Working Paper: NBER ID: w15809
Authors: Yacine Atsahalia; Jochen Andritzky; Andreas Jobst; Sylwia Nowak; Natalia Tamirisa
Abstract: This paper examines the impact of macroeconomic and financial sector policy announcements in the United States, the United Kingdom, the euro area, and Japan during the recent crisis on interbank credit and liquidity risk premia. Announcements of interest rate cuts, liquidity support, liability guarantees, and recapitalization were associated with a reduction of interbank risk premia, albeit to a different degree during the subprime and global phases of the crisis. Decisions not to reduce interest rates and bail out individual banks in an ad hoc manner had adverse repercussions, both domestically and abroad. The results are robust to controlling for the surprise content of announcements and using alternative measures of financial distress.

#####

* _Stated exercise 1_
Please decide whether each statement agrees with the working paper abstract, answering yes or no and quoting the words that settle it: (a) The paper covers policy announcements in the United States, the United Kingdom, the euro area, and Japan. (b) Decisions not to cut interest rates had adverse effects only at home. (c) The findings hold up when the surprise content of announcements is controlled for.
* _Stated exercise 2_
From the working paper abstract, set down word for word the part that opens with the words containing "Working Paper: NBER" and closes with "of financial distress.".

#####

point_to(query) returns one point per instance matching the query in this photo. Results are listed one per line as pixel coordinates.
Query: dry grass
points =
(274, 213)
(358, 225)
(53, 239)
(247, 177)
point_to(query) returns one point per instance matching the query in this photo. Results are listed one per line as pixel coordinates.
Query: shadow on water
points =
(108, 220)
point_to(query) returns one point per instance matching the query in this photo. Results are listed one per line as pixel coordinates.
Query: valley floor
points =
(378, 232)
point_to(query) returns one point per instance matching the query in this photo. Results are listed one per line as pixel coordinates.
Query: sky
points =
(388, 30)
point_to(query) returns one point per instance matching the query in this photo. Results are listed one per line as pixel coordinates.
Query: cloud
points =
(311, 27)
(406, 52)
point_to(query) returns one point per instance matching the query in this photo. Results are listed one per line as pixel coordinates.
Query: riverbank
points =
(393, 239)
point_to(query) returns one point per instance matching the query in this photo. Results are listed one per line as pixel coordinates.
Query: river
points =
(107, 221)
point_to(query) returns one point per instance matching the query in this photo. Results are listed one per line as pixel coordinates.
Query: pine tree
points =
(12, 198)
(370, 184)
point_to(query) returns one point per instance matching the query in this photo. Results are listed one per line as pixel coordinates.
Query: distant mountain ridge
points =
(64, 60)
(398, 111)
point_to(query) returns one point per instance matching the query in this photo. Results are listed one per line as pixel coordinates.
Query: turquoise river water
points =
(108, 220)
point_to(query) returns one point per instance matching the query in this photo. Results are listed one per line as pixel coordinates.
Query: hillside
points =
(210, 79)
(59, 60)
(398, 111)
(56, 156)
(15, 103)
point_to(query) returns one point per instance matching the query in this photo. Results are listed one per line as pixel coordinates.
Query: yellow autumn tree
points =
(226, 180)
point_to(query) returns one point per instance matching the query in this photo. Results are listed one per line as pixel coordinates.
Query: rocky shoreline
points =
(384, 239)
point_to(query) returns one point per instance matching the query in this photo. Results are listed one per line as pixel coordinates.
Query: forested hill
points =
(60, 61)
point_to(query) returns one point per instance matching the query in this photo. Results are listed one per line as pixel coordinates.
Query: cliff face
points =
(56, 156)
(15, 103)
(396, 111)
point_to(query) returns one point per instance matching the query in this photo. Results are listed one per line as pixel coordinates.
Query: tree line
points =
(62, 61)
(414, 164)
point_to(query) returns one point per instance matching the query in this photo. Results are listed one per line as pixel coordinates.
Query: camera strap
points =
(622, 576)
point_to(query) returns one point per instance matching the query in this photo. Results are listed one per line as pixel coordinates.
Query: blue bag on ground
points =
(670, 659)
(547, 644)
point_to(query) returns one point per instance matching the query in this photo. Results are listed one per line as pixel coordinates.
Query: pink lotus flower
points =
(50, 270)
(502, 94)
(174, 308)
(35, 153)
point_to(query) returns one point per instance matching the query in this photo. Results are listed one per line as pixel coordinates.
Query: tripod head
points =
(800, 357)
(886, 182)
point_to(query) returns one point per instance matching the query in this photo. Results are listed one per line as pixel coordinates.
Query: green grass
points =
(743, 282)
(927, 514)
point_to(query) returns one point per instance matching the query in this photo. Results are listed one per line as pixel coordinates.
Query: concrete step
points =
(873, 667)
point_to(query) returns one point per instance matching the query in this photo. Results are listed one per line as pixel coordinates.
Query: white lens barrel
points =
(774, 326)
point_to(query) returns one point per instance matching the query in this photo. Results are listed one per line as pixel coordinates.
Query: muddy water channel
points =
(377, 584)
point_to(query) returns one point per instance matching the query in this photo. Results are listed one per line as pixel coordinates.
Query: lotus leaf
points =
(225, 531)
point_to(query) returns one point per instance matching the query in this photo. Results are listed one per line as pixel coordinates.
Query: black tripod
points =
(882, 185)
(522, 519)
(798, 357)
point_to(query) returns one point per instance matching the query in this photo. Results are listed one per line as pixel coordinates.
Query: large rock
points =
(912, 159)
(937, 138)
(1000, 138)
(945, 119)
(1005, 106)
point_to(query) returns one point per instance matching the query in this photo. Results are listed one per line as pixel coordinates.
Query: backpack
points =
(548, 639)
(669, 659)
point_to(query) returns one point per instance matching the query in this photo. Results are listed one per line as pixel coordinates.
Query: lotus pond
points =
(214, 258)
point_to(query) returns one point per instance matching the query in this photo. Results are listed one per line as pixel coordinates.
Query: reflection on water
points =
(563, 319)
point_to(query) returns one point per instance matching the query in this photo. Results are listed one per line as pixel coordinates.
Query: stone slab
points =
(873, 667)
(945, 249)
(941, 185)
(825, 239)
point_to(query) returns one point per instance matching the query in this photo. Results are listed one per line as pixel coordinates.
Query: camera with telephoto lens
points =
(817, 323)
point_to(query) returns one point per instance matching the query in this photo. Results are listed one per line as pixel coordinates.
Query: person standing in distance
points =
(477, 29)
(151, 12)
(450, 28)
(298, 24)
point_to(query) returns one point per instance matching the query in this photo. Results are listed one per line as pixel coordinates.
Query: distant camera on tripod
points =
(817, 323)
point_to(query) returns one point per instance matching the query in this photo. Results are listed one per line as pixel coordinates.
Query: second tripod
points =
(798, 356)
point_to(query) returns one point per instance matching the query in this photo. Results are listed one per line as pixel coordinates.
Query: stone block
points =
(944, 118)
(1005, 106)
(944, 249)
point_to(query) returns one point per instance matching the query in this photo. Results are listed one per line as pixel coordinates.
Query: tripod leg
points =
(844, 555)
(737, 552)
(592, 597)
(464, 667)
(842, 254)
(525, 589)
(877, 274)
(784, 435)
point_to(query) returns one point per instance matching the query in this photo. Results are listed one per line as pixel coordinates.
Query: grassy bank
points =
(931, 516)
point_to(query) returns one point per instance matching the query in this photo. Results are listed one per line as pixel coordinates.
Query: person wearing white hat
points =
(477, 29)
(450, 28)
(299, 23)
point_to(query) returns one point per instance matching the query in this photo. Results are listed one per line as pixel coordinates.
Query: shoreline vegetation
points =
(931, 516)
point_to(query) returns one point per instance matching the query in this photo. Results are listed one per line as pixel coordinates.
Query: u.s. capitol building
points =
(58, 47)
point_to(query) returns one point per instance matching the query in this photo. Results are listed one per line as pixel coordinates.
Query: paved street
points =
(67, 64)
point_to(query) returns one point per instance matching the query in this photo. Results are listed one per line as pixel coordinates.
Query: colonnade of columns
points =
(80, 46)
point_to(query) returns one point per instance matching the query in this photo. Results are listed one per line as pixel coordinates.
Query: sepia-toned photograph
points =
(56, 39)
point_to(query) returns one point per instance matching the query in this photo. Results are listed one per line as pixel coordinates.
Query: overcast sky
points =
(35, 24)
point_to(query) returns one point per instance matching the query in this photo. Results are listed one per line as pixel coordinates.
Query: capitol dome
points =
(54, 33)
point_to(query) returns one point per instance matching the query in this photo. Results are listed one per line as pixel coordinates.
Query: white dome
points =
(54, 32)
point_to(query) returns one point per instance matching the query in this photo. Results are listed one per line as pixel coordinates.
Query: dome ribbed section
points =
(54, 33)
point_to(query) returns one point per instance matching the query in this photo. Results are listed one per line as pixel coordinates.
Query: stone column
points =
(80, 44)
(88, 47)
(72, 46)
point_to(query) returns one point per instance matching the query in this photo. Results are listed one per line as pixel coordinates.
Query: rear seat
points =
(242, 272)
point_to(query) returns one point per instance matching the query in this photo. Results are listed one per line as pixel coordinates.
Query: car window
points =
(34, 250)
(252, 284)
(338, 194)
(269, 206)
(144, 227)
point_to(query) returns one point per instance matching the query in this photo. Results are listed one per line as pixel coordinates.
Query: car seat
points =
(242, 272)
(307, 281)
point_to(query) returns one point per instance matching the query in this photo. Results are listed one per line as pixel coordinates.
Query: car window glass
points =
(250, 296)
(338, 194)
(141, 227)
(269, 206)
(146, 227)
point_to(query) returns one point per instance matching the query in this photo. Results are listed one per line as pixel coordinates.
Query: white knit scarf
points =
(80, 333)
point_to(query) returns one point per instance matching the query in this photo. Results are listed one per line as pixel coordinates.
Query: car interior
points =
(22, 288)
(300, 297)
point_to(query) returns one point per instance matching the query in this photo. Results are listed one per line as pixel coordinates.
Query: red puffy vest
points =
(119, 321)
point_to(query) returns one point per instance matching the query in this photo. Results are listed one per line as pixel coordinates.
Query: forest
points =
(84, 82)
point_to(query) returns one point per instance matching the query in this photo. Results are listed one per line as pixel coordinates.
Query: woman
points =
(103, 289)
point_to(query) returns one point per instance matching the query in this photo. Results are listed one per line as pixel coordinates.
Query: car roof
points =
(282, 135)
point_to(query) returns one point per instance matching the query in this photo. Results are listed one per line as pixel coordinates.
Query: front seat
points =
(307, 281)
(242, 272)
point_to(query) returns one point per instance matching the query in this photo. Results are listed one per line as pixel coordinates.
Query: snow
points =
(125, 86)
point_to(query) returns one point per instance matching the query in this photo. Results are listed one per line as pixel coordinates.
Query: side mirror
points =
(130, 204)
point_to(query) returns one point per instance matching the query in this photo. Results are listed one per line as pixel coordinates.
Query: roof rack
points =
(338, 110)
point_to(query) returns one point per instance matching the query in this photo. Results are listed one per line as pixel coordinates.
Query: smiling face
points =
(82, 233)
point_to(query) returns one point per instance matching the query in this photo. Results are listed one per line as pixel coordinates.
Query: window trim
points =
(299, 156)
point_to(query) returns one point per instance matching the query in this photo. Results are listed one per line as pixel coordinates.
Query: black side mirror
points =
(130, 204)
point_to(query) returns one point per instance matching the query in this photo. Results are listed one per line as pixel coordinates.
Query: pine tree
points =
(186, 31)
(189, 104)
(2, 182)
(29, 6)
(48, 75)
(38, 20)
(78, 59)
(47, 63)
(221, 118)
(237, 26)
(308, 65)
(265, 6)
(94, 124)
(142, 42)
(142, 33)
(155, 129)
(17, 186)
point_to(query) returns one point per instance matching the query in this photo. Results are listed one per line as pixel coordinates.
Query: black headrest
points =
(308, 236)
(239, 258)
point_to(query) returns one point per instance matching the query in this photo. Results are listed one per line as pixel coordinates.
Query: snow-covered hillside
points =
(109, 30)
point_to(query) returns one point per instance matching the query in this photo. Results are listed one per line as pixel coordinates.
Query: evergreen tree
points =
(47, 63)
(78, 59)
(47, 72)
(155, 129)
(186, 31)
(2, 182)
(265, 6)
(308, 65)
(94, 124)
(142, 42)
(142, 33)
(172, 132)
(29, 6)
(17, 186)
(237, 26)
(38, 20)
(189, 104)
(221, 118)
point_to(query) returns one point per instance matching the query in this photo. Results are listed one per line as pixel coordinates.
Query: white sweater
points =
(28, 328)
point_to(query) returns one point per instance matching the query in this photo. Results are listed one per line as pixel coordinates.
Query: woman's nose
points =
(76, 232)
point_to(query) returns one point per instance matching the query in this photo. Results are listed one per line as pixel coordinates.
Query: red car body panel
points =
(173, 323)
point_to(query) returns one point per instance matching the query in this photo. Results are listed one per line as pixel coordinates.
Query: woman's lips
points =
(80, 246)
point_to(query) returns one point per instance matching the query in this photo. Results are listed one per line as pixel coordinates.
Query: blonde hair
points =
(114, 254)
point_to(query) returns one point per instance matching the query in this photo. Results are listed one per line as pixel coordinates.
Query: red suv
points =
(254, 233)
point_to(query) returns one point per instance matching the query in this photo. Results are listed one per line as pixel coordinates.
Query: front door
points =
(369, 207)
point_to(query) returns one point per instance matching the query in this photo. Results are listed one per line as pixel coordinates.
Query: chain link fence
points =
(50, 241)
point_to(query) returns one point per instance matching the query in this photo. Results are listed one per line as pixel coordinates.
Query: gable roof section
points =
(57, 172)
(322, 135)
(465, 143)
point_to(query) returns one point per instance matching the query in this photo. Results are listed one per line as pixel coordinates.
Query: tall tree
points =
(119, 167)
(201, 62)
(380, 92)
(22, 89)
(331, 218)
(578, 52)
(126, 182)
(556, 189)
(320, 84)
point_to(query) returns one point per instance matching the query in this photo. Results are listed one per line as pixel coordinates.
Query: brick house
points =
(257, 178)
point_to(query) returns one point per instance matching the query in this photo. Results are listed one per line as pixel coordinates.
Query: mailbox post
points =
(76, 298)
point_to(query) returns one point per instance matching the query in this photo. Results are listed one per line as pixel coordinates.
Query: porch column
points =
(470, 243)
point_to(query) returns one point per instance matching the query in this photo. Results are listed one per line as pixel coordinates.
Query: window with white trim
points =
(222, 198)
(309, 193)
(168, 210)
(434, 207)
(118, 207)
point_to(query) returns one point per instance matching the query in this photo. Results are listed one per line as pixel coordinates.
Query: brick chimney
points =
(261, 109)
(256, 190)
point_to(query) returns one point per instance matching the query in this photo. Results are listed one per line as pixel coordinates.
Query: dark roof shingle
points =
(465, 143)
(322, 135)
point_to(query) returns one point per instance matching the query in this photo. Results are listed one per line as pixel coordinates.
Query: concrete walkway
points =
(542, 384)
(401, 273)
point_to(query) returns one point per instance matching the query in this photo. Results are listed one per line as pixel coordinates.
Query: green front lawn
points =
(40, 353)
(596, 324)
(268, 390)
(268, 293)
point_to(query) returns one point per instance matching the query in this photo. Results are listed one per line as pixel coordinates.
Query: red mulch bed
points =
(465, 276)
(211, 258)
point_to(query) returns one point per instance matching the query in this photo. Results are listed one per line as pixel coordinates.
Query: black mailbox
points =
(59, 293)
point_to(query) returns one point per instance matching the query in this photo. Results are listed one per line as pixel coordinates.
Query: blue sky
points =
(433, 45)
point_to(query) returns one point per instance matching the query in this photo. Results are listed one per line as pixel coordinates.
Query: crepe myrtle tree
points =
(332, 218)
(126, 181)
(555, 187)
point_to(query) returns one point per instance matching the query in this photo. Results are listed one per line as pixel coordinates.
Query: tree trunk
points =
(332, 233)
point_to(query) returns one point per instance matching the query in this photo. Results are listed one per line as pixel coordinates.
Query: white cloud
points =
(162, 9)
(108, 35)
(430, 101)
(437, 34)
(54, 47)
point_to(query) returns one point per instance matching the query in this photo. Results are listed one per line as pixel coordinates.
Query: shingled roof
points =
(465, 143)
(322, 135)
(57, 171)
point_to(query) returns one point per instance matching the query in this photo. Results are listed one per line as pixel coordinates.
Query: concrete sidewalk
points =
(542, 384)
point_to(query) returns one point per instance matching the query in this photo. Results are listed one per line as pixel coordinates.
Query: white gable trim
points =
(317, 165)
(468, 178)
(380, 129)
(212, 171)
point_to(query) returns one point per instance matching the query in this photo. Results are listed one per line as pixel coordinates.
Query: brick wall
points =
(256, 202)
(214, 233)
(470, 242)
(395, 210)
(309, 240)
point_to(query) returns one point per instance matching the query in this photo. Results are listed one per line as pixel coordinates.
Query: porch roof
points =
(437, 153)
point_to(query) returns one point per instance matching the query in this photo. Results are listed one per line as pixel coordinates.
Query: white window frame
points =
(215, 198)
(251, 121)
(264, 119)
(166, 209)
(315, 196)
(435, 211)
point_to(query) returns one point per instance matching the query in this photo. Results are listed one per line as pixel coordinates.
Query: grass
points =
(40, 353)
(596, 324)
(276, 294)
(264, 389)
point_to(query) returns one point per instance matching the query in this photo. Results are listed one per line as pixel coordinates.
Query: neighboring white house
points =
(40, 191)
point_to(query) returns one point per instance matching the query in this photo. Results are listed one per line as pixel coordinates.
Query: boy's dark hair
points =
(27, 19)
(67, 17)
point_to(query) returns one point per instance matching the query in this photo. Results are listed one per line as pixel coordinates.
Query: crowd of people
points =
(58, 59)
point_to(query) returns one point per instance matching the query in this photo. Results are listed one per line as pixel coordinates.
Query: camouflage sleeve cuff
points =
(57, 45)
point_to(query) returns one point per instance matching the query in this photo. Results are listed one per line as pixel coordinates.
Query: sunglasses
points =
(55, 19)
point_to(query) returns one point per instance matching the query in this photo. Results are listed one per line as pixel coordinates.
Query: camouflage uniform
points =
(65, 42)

#####

* _Correct result 1_
(a) Yes: "in the United States, the United Kingdom, the euro area, and Japan"
(b) No: "had adverse repercussions, both domestically and abroad"
(c) Yes: "The results are robust to controlling for the surprise content of announcements"

* _Correct result 2_
Working Paper: NBER ID: w15809
Authors: Yacine Atsahalia; Jochen Andritzky; Andreas Jobst; Sylwia Nowak; Natalia Tamirisa
Abstract: This paper examines the impact of macroeconomic and financial sector policy announcements in the United States, the United Kingdom, the euro area, and Japan during the recent crisis on interbank credit and liquidity risk premia. Announcements of interest rate cuts, liquidity support, liability guarantees, and recapitalization were associated with a reduction of interbank risk premia, albeit to a different degree during the subprime and global phases of the crisis. Decisions not to reduce interest rates and bail out individual banks in an ad hoc manner had adverse repercussions, both domestically and abroad. The results are robust to controlling for the surprise content of announcements and using alternative measures of financial distress.